Reproduce the entries below word for word, starting at their first line and stopping after the line that contains "(7, 0), (292, 34)"; include both of these lines. Omit the pictures from your answer.

== MATERIAL

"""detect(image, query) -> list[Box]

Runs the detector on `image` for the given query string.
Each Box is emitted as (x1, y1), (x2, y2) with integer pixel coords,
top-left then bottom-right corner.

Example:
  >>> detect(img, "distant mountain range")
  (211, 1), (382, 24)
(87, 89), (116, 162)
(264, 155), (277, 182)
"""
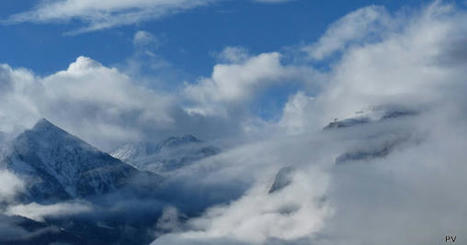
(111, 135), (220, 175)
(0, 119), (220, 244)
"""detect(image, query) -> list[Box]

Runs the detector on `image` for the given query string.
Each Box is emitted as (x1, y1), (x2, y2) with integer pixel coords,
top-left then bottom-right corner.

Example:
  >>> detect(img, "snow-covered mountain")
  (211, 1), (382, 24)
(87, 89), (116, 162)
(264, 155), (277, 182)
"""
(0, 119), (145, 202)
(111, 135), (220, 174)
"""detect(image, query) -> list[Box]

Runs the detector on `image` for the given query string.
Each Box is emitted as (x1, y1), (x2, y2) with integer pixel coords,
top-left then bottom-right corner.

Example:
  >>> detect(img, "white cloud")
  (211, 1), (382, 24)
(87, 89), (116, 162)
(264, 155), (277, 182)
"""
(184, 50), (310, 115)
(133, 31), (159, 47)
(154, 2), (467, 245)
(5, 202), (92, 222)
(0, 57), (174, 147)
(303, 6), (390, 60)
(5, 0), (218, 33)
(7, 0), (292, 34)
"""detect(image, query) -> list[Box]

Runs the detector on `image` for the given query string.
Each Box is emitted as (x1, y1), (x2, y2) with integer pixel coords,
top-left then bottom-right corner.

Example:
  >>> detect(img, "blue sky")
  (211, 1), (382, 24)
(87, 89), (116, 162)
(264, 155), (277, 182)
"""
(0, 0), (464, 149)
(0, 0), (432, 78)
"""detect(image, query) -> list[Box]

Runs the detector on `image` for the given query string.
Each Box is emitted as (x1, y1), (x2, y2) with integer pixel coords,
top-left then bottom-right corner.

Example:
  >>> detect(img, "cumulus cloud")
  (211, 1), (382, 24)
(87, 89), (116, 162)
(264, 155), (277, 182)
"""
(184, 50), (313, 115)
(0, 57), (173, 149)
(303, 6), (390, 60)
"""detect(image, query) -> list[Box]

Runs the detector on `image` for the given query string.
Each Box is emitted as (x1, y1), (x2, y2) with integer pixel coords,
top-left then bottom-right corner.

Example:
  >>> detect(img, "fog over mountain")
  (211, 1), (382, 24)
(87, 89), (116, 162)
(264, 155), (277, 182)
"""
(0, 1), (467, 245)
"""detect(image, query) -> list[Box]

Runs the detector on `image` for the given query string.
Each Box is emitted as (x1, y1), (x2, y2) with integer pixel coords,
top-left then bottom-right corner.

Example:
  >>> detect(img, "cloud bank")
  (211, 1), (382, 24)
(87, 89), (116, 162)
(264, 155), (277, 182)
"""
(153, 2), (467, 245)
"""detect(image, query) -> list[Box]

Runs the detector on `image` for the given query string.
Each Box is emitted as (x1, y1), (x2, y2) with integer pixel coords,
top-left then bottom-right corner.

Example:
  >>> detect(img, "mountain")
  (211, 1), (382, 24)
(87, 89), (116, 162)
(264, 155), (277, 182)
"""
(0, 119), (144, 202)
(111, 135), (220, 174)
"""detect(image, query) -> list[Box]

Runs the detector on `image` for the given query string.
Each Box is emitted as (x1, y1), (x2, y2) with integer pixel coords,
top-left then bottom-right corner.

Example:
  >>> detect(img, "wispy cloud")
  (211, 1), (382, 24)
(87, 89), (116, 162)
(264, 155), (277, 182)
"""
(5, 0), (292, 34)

====

[THE OUTPUT]
"""detect(image, query) -> list[Box]

Runs the detector on `image` for the given query string.
Each Box is emitted as (x1, y1), (x2, y2) with integer pixel coords,
top-left then bottom-right corner.

Example:
  >>> detect(img, "distant mountain range")
  (211, 1), (382, 24)
(87, 89), (116, 162)
(264, 155), (277, 182)
"""
(111, 135), (220, 175)
(0, 119), (220, 244)
"""detect(image, query) -> list[Box]

Runs the detector on `image` for the given query string.
Each Box is emitted as (x1, y1), (x2, y2) with integer pixel coords,
top-left then bottom-right corner.

Example:
  >>> detect(img, "snow-covered mountain")
  (211, 1), (382, 24)
(87, 89), (116, 162)
(264, 155), (277, 182)
"""
(0, 119), (145, 202)
(111, 135), (220, 174)
"""detect(image, query) -> list[Box]

Runs the detector on `image` for the given query string.
Each Box is emitted as (x1, y1), (x2, y2) with integer pixel coords,
top-left then bottom-right corner.

Example:
  >>> detect(img, "white cloud")
  (211, 1), (382, 24)
(87, 89), (116, 162)
(264, 155), (277, 182)
"""
(184, 50), (310, 115)
(133, 31), (159, 47)
(154, 2), (467, 245)
(5, 202), (92, 222)
(0, 57), (174, 147)
(303, 6), (390, 60)
(5, 0), (218, 33)
(7, 0), (292, 34)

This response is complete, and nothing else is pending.